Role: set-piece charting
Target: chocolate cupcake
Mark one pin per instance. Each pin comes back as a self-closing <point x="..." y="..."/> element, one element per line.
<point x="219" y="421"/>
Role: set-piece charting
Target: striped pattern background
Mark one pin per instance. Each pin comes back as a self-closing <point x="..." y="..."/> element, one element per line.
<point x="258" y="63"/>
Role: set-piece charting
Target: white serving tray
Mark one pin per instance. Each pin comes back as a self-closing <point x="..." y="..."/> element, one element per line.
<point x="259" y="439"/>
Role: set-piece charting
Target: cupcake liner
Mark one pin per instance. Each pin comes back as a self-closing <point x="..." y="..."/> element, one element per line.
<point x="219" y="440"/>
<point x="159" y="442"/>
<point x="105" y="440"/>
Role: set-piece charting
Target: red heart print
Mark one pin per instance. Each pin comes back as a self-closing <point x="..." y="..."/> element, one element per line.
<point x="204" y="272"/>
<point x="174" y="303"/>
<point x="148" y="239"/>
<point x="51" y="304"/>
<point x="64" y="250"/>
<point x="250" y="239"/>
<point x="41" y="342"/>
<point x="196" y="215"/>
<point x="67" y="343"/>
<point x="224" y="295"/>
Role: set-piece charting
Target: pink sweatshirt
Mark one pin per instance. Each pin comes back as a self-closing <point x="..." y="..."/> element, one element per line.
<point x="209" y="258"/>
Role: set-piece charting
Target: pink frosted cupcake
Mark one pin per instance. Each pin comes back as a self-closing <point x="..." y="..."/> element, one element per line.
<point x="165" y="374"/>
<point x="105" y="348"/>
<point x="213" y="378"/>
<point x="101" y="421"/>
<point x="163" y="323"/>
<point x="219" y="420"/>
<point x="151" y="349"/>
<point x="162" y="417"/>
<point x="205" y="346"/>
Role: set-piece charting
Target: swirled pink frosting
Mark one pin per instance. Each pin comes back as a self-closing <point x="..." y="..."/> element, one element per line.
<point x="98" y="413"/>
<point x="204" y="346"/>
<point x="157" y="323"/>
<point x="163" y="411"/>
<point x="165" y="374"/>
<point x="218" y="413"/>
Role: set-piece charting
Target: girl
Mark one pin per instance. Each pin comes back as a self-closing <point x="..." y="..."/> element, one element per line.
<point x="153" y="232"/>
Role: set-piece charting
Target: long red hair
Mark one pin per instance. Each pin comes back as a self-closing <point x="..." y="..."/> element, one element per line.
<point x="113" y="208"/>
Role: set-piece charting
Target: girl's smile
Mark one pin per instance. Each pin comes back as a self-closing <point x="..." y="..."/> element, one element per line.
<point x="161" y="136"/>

==========

> **YOUR ASSIGNMENT**
Give all the lines above again, exactly.

> **YOUR RESPONSE**
Role: set-piece charting
Target: chocolate cupcake
Mark one pin per instance. Each pin comes back as a self-closing <point x="..." y="..."/> element, one element per line.
<point x="219" y="421"/>
Role: set-piece charting
Target: striped pattern background
Mark one pin per instance. Each pin comes back as a self-closing <point x="..." y="..."/> element, one element per line.
<point x="258" y="63"/>
Role: set-piece charting
Target: white serving tray
Mark one pin per instance. Each pin comes back as a self-closing <point x="..." y="..."/> element, one element per line.
<point x="259" y="439"/>
Role: set-piece charting
Target: cupcake liner
Mark one pin per instance. Each pin comes back as a self-closing <point x="..." y="..."/> element, one element per line.
<point x="219" y="440"/>
<point x="159" y="442"/>
<point x="105" y="440"/>
Role: set-piece charting
Target: red heart print
Mark one pin per instance. Each pin comes back as a self-closing <point x="..." y="..."/> element, one element per line.
<point x="204" y="272"/>
<point x="174" y="303"/>
<point x="148" y="239"/>
<point x="51" y="304"/>
<point x="64" y="250"/>
<point x="250" y="239"/>
<point x="41" y="342"/>
<point x="196" y="215"/>
<point x="67" y="343"/>
<point x="224" y="295"/>
Role: set-piece charting
Target: pink sweatshirt
Mark one pin per instance. Each pin comes back as a self-closing <point x="..." y="..."/> element, one element per line.
<point x="209" y="258"/>
Role: set-piece charting
Target: pink frosted cupcake
Mark one pin per instance. Each pin comes back as a self-closing <point x="..." y="..."/> element, one element per line.
<point x="165" y="374"/>
<point x="105" y="348"/>
<point x="213" y="378"/>
<point x="101" y="421"/>
<point x="163" y="323"/>
<point x="219" y="420"/>
<point x="151" y="349"/>
<point x="162" y="417"/>
<point x="205" y="346"/>
Role: set-piece charting
Target: swirled pink frosting
Mark one pin per instance. Each pin comes back as a self-closing <point x="..." y="..."/> element, one element per line.
<point x="98" y="413"/>
<point x="204" y="346"/>
<point x="157" y="323"/>
<point x="163" y="411"/>
<point x="165" y="374"/>
<point x="218" y="413"/>
Role: set-piece charting
Target: girl
Mark one pin per instance. Each pin comes back as a self-closing <point x="..." y="..."/> element, one element per line.
<point x="153" y="232"/>
Role: set-piece charting
Target: long red hair
Mark one pin per instance. Each pin comes back as a self-closing <point x="..." y="..."/> element, one element per line.
<point x="113" y="208"/>
Role: set-piece charting
Target: girl's smile
Mark one pin per instance. Each pin comes back as a self-closing <point x="..." y="..."/> element, one element per line.
<point x="161" y="136"/>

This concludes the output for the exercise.